SECCIÓN DEL DOCUMENTO:
___
Su descubrimiento de la importancia de la naturaleza le llego de la mano de Dorine en un momento en que por su edad, alrededor de los sesenta años, uno se pregunta qué es lo que ha hecho de su vida y lo que habría querido hacer de ella. Se da cuenta de no haber vivido la vida, de haberla observado a distancia, de ser pobre como persona, se da cuenta de que Dorine había sido más rica que él por haberse desarrollado en todas sus dimensiones y estar bien asentada en la vida (p. 105).

Su marcha al campo y su manera de afrontar la enfermedad de Dorine (esencialmente la forma en que ella lo hizo), le condujo a concluir que la vida se debe vivir plenamente en el presente y con especial atención a la riqueza en que consiste nuestra vida en común (p. 108).
Quizás el fragmento más bello de esta carta es esta declaración de amor:
Recién acabas de cumplir ochenta y dos años. Y sigues siendo bella, elegante y deseable. Hace cincuenta y ocho años que vivimos juntos y te amo más que nunca. Hace poco volví a enamorarme de ti una vez más y llevo de nuevo en mí un vacío devorador que sólo sacia tu cuerpo apretado contra el mío (p. 109).
La carta concluye reafirmando que a ninguno de los dos nos gustaría tener que sobrevivir a la muerte del otro (p. 110). En 2007 André Gorz se suicidó junto con su esposa en su casa de Vosnon, en Francia.
___
DATOS PROPORCIONADOS:
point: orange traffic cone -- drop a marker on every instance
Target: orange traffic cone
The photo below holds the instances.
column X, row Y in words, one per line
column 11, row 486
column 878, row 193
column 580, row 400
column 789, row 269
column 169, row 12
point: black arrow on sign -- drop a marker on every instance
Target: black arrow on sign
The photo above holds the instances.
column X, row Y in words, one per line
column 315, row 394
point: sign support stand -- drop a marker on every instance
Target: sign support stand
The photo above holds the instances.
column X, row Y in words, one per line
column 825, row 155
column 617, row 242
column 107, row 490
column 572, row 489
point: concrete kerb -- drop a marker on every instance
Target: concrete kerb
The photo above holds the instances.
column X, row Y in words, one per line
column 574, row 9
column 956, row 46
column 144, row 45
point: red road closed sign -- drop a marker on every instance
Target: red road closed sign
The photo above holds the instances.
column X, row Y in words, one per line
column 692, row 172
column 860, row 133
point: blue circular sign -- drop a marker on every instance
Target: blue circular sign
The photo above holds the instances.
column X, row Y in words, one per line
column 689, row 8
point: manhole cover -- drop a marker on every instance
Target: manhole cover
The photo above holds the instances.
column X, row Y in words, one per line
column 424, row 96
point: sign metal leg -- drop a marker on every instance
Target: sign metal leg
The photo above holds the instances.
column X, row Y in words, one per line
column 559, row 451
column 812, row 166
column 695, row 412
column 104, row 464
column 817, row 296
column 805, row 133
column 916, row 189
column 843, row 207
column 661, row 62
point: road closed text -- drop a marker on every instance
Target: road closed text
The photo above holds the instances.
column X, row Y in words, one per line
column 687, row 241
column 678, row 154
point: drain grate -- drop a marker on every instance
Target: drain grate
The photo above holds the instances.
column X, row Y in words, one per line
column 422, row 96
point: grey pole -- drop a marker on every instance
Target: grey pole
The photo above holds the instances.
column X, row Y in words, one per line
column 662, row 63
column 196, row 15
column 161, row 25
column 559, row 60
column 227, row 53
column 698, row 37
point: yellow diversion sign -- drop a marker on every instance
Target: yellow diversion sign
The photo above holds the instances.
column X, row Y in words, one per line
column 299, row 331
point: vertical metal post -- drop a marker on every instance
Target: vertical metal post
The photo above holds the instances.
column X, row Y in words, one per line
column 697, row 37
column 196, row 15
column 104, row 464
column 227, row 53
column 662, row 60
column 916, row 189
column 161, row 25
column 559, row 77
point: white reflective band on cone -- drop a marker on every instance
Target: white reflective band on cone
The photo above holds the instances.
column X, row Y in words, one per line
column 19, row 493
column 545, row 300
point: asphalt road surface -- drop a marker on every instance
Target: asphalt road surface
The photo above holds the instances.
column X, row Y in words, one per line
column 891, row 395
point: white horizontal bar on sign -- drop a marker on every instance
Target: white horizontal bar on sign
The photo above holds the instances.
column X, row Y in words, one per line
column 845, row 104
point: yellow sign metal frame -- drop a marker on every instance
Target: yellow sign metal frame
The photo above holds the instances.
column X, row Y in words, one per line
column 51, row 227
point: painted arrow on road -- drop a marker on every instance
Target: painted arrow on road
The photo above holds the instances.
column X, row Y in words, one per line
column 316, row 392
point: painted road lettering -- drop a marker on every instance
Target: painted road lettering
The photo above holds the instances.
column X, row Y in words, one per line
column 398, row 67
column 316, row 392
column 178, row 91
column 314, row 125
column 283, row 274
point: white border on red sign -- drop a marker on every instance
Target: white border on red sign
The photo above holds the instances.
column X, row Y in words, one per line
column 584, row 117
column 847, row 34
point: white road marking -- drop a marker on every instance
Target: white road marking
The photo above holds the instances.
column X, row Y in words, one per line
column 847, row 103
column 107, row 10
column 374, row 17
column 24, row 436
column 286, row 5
___
QUÉ ENTREGAR: Transcribe sin cambios el pasaje de la sección del documento que va desde "Su descubrimiento de" hasta "común (p. 108).", incluido este último.

RESPUESTA:
Su descubrimiento de la importancia de la naturaleza le llego de la mano de Dorine en un momento en que por su edad, alrededor de los sesenta años, uno se pregunta qué es lo que ha hecho de su vida y lo que habría querido hacer de ella. Se da cuenta de no haber vivido la vida, de haberla observado a distancia, de ser pobre como persona, se da cuenta de que Dorine había sido más rica que él por haberse desarrollado en todas sus dimensiones y estar bien asentada en la vida (p. 105).

Su marcha al campo y su manera de afrontar la enfermedad de Dorine (esencialmente la forma en que ella lo hizo), le condujo a concluir que la vida se debe vivir plenamente en el presente y con especial atención a la riqueza en que consiste nuestra vida en común (p. 108).